COMPLETE THE FOLLOWING:
a) Translate this sentence from the text about the BSD conjecture and kissing numbers into Spanish: "Of course, this is pure speculation and proves nothing."
b) Reproduce word for word the part of the text about the BSD conjecture and kissing numbers between "In the table" and "to be correct.", inclusive.
c) Extend the text about the BSD conjecture and kissing numbers past the point where it stops.

SOURCE EXCERPT:
You can check some of the results for BSD using a few lines of python (and some libraries) but that only gives you insight that it mostly checks out for small examples. As far as 99% I think that is an exaggeration. If you want to understand the machinery of BSD many people can achieve that, but it is not achievable in a 10-minute video. If you are interested enough and devote some time you can get to have a workable knowledge of BSD. As a start, Álvaro Lozano-Robledo's Elliptic Curves, Modular Forms, and Their L-functions I found great from taking up to the statement of BSD conjecture in Chapter 5, and all in less than 200 pages. You are going to need some familiarity with undergrad maths in places, but he tries to make the climb as easy as possible.
In the table at 0:52 for the kissing number problem, the correct numbers are known for dimensions 1, 2, 3, 4, 8, and 24; also, the numbers for dimensions 5, 6, and 7 are believed to be correct, though not proven. Noting that the numbers grow exponentially and never more than double, isn't it safe to say the lower bound for dimension 23 can be increased to 98,280? I get this number by taking half of the number for dimension 24, which is known to be correct.
* * * * *
This addendum is coming a few months later. For dimensions 1 through 8 and 24, where the kissing number is known or believed to be correct, it is noted that the dimension is always even and a factor of the kissing number; also, the prime factors for the kissing number are always less than the dimension. Adding to that the assumption that the jump to the next dimension never more than doubles the next kissing number, and the lower bound for dimension 23 becomes 98,532. (98532 = 2² × 3² × 7 × 17 × 23.) Of course, this is pure speculation and proves nothing.

DATA SECTION:
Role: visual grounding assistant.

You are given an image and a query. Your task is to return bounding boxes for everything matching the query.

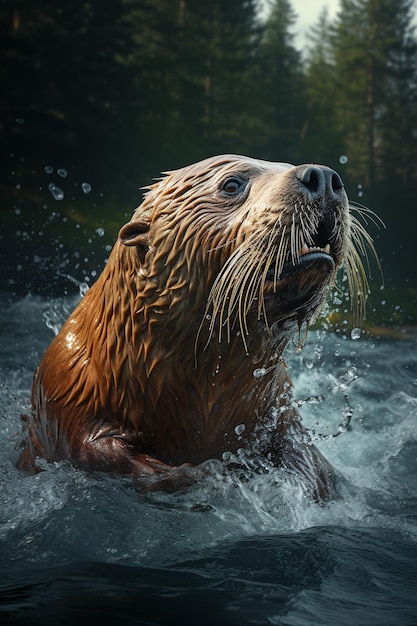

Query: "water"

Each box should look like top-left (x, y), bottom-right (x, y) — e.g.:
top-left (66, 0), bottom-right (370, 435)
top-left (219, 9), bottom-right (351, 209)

top-left (0, 293), bottom-right (417, 626)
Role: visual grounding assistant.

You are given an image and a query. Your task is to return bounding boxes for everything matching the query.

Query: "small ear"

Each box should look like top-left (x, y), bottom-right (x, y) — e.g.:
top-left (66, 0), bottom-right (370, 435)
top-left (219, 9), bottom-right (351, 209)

top-left (119, 219), bottom-right (149, 249)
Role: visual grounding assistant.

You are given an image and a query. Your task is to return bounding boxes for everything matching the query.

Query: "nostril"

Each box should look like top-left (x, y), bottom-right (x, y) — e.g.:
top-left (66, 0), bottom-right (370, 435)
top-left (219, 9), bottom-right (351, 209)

top-left (297, 165), bottom-right (324, 193)
top-left (332, 172), bottom-right (343, 191)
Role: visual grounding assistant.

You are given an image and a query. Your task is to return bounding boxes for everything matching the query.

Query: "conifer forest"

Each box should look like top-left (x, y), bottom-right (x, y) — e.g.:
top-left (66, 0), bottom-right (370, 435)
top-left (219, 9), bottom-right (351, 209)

top-left (0, 0), bottom-right (417, 324)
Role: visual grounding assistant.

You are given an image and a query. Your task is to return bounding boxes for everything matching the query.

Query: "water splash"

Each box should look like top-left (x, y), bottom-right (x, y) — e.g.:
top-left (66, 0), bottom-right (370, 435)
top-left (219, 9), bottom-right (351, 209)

top-left (48, 183), bottom-right (64, 200)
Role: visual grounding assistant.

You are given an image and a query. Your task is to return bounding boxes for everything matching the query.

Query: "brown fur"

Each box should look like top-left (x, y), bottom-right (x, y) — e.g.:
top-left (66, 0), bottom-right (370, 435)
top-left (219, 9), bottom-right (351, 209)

top-left (19, 155), bottom-right (374, 496)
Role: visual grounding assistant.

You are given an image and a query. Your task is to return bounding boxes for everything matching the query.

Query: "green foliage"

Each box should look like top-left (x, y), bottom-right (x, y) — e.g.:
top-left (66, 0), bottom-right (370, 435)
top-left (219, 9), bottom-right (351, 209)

top-left (0, 0), bottom-right (417, 314)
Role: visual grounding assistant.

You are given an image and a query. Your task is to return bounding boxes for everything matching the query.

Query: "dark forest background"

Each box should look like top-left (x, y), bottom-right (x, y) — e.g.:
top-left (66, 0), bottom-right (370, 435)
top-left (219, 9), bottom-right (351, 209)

top-left (0, 0), bottom-right (417, 324)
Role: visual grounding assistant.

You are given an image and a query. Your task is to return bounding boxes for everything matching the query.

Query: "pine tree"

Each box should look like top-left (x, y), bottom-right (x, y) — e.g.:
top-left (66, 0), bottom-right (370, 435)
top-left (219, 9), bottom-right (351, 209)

top-left (303, 8), bottom-right (346, 166)
top-left (332, 0), bottom-right (411, 187)
top-left (254, 0), bottom-right (305, 162)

RESPONSES FOR EACH TASK:
a) Por supuesto, esto es pura especulación y no demuestra nada.

b)
In the table at 0:52 for the kissing number problem, the correct numbers are known for dimensions 1, 2, 3, 4, 8, and 24; also, the numbers for dimensions 5, 6, and 7 are believed to be correct, though not proven. Noting that the numbers grow exponentially and never more than double, isn't it safe to say the lower bound for dimension 23 can be increased to 98,280? I get this number by taking half of the number for dimension 24, which is known to be correct.

c)
damn that is gamma a rational number hit hard, recently learned about it in my discrete maths class and would never suspect it to be such a mystery, great video
Goldbach conjecture: 2n = p + q could be restated as n = (p + q) / 2, n >= 2, p and q primes: every integer greater than 1 is the average of two primes.
Hats off to all the absolute geniuses that manage to solve some of the most difficult problems in mathematics. But I feel like that's basically the definition of looking for a solution to a self-imposed problem. What value do we garner from finding a solution to the question whether there are infinite amounts twin primes or not? The answer is either yes or no and neither answer would change anything about how the world or universe behaves or how we understand it. I consider myself somewhat of a nerd but these problems are so nerdy and seemingly irrelevant I wonder if the time spend on those problems couldn't be put to better use in other areas of mathematics.
Math major here.
1. Knowledge for knowledge's sake is good.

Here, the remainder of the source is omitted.